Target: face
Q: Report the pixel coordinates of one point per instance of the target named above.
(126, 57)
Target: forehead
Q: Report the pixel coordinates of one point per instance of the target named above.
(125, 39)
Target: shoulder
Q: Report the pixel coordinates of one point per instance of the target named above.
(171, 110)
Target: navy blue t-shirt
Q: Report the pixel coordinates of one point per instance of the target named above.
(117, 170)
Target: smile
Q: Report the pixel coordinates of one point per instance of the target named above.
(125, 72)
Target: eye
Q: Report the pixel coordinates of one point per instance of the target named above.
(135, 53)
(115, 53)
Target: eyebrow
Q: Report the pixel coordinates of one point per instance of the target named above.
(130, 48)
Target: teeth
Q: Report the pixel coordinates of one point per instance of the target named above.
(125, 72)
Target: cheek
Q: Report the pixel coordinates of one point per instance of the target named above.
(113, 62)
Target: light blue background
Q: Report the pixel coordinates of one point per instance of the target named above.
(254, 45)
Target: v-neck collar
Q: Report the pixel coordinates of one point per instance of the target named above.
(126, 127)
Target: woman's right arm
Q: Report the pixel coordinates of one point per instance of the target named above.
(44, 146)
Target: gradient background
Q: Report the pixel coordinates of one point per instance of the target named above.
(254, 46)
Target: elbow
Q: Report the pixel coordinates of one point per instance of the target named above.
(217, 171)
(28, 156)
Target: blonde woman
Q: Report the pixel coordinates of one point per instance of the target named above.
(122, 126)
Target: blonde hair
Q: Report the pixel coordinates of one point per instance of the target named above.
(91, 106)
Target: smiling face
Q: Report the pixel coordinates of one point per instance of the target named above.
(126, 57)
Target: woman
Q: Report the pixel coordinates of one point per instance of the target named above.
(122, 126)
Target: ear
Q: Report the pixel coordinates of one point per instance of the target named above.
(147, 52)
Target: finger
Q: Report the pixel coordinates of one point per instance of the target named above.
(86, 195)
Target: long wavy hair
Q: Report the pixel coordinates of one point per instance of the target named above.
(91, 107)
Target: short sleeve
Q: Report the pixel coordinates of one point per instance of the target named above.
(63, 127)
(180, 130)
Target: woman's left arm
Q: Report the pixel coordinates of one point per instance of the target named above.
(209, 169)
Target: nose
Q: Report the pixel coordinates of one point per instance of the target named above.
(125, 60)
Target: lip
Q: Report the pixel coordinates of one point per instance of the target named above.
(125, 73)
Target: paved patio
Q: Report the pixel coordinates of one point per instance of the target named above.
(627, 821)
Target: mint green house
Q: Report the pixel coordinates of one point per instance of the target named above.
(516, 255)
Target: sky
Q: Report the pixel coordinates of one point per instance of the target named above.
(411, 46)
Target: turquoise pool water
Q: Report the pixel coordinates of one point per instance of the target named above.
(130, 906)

◆ ◆ ◆ ◆

_OBJECTIVE_
Retype all of the material, keeping each line exact.

_RIGHT ANSWER_
Target: face
Q: Report the pixel coordinates of one point per instance of the target named above.
(126, 57)
Target: forehead
Q: Report the pixel coordinates of one point per instance of the target named above.
(125, 39)
Target: shoulder
Q: Report the pixel coordinates of one point per instance of the target named above.
(171, 110)
Target: navy blue t-shirt
Q: Report the pixel coordinates of one point per instance of the target named above.
(117, 170)
Target: smile
Q: Report the pixel coordinates of one point per instance of the target named above.
(125, 72)
Target: eye
Q: Report the pixel coordinates of one point per instance of the target named above.
(135, 53)
(115, 53)
Target: eyebrow
Q: Report the pixel coordinates of one point per instance of the target named above.
(130, 48)
Target: teeth
Q: Report the pixel coordinates of one point per instance of the target named above.
(125, 72)
Target: cheek
Q: Report the pixel coordinates of one point per instance of the target named above.
(113, 62)
Target: light blue background
Q: Report the pixel coordinates of one point per instance of the target named above.
(254, 45)
Target: v-neck collar
Q: Report the pixel coordinates of one point per instance of the target named above.
(126, 127)
Target: woman's right arm
Q: Report the pixel coordinates of one point per instance of the target named above.
(44, 146)
Target: gradient background
Q: Report the pixel coordinates of one point per instance of the target named above.
(254, 46)
Target: elbow
Q: Report the pixel coordinates of one point per instance of the target named above.
(217, 171)
(28, 156)
Target: blonde woman
Q: Report the pixel coordinates of one point per instance of the target named above.
(122, 126)
Target: blonde hair
Q: Report the pixel coordinates of one point per instance of the target named above.
(91, 106)
Target: smiling face
Q: Report the pixel coordinates of one point per instance of the target named above.
(126, 57)
Target: woman
Q: Report the pixel coordinates of one point per instance of the target named above.
(122, 126)
Target: ear
Q: Report the pixel coordinates of one point per instance of the target named above.
(147, 52)
Target: finger
Q: Report the pixel coordinates of one point per instance of the target named above.
(86, 195)
Target: long wavy hair
Q: Report the pixel coordinates of one point per instance of the target named above.
(91, 107)
Target: short sleeve
Q: Report the pixel coordinates of one point per instance of the target named above.
(63, 127)
(180, 130)
Target: woman's left arm
Q: Report the pixel coordinates of one point per instance of the target named above.
(209, 169)
Target: nose
Q: Report the pixel coordinates of one point per instance of the target named above.
(125, 60)
Target: lip
Q: Report the pixel coordinates of one point per instance of the target named above.
(125, 73)
Target: paved patio
Q: Report the pixel coordinates of one point per instance of the target named above.
(627, 821)
Target: mint green house
Q: Report the pixel coordinates of one point per instance of the target named above.
(516, 255)
Target: sky
Q: Report the pixel coordinates of one point per instance of the target named above.
(411, 46)
Target: turquoise pool water
Q: Report the pixel coordinates of one point per instance of the target named above.
(130, 906)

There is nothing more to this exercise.